EXCERPTED RECORDS:
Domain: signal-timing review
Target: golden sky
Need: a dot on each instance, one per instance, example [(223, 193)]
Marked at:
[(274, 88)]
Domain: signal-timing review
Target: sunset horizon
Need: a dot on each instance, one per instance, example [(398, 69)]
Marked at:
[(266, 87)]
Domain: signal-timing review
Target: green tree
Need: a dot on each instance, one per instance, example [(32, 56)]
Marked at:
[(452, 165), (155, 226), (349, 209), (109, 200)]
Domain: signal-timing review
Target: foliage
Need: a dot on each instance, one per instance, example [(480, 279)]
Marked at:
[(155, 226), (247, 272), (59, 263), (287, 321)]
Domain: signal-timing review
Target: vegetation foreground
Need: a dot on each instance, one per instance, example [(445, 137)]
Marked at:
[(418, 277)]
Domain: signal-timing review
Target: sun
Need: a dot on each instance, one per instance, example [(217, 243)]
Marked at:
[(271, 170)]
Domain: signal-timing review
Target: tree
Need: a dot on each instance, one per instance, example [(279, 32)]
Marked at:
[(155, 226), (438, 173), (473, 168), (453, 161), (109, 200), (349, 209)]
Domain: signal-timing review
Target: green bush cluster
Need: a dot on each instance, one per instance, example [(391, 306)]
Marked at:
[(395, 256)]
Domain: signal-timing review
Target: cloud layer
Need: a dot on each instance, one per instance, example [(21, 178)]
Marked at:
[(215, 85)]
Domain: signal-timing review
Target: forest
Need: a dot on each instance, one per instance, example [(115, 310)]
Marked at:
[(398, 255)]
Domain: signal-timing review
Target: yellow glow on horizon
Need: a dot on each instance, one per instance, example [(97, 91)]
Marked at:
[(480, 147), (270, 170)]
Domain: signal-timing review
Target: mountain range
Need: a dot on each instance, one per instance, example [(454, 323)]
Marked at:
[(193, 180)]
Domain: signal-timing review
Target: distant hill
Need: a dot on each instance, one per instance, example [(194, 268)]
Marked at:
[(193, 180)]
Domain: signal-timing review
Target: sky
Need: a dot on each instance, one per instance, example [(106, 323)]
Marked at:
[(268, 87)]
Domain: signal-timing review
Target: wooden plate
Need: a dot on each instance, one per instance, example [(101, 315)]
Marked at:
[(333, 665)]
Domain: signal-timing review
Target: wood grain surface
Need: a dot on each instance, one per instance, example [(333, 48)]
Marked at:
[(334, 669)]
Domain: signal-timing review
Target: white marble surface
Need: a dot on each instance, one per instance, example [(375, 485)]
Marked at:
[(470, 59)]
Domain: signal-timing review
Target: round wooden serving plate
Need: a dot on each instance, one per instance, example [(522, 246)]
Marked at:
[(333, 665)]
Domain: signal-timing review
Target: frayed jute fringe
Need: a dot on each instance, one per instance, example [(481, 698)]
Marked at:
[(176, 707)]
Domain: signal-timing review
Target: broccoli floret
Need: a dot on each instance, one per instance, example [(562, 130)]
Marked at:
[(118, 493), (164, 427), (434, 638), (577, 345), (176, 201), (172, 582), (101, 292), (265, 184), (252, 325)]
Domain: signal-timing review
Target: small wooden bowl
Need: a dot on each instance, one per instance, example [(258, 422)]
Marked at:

YOUR ASSIGNMENT:
Send back exactly the lines from the line with "Target: small wooden bowl" through the end of the records.

WRITTEN RESPONSE:
Target: small wooden bowl
Need: a dot on each instance, one per instance, example [(258, 422)]
Marked at:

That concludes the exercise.